Brief A — For the forum question on Python constructors below, decide whether each statement agrees with the text. Answer yes or no for each and quote the deciding words exactly. (i) The ADD line prints "456 789". (ii) The class-level property num is set with int(0). (iii) __new__ runs at the instance level.
Brief B — Transcribe the part of the forum question on Python constructors between "Type detection and" and "is going on.", inclusive.

Document segment —
------------
Type detection and collision avoidance at constructor time

Question

Thanks everyone for your help so far. I've narrowed it down a bit. If you look at HERE in both the script and the class, and run the script, you'll see what is going on.

The ADD line print "789 789"

when it should be printing "456 789"

What appears to be happening, is in new the class is detecting the type of the incoming argument. However if the incoming object, has the same type as the constructor it appears to be paging the incoming object, into itself (at the class level) instead of returning the old object. That is the only thing I can think of that would cause 456 to get creamed.

So how do you detect something that is the same type of a class, within a constructor and decide NOT to page that data into the class memory space, but instead return the previously constructed object?

import sys
import math

class Foo(): 

    # class level property

    num = int(0) 

    # 
    # Python Instantiation Customs: 
    # 
    # Processing polymorphic input new() MUST return something or 
    # an object?,  but init() cannot return anything. During runtime 
    # __new__ is running at the class level, while init is running 
    # at the instance level.
------------
Collected data entries:
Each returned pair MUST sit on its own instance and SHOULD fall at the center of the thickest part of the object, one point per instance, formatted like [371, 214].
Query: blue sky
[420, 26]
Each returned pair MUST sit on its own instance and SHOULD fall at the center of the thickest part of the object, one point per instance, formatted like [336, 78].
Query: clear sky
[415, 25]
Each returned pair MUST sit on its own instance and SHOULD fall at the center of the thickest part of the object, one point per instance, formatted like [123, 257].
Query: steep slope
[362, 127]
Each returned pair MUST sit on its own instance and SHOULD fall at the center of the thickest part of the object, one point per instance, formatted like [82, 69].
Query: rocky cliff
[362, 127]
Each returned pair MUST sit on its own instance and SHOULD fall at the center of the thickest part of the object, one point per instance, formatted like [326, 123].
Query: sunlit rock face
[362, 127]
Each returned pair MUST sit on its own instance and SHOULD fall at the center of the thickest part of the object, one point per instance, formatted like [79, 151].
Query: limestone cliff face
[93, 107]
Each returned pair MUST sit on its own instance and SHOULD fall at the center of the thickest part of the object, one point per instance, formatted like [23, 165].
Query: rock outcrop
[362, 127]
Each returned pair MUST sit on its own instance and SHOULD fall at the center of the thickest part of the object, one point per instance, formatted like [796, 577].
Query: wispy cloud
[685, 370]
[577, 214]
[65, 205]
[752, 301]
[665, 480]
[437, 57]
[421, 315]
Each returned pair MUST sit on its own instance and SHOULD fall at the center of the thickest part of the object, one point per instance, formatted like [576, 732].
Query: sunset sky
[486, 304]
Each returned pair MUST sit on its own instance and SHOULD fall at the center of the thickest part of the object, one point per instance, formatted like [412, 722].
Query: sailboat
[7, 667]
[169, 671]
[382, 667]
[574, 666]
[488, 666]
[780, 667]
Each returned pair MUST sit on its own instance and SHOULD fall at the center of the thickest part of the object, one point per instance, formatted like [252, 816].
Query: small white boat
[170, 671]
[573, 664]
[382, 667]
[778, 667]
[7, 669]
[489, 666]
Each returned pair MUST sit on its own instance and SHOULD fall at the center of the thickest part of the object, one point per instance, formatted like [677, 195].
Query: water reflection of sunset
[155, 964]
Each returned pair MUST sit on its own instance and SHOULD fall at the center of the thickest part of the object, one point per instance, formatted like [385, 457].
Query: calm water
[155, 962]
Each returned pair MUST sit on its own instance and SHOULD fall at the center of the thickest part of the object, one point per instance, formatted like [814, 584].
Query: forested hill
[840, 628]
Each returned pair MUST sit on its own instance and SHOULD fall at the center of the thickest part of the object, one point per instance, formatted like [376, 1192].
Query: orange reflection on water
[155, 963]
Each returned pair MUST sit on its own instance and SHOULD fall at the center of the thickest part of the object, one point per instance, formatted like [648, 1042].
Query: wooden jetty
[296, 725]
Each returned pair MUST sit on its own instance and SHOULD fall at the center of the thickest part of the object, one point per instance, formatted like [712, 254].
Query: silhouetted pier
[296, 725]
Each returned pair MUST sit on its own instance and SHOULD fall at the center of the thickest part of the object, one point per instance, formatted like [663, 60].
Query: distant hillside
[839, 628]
------------
Task solution A —
(i) No: "The ADD line print "789 789""
(ii) Yes: "num = int(0)"
(iii) No: "__new__ is running at the class level"

Task solution B —
Type detection and collision avoidance at constructor time

Question

Thanks everyone for your help so far. I've narrowed it down a bit. If you look at HERE in both the script and the class, and run the script, you'll see what is going on.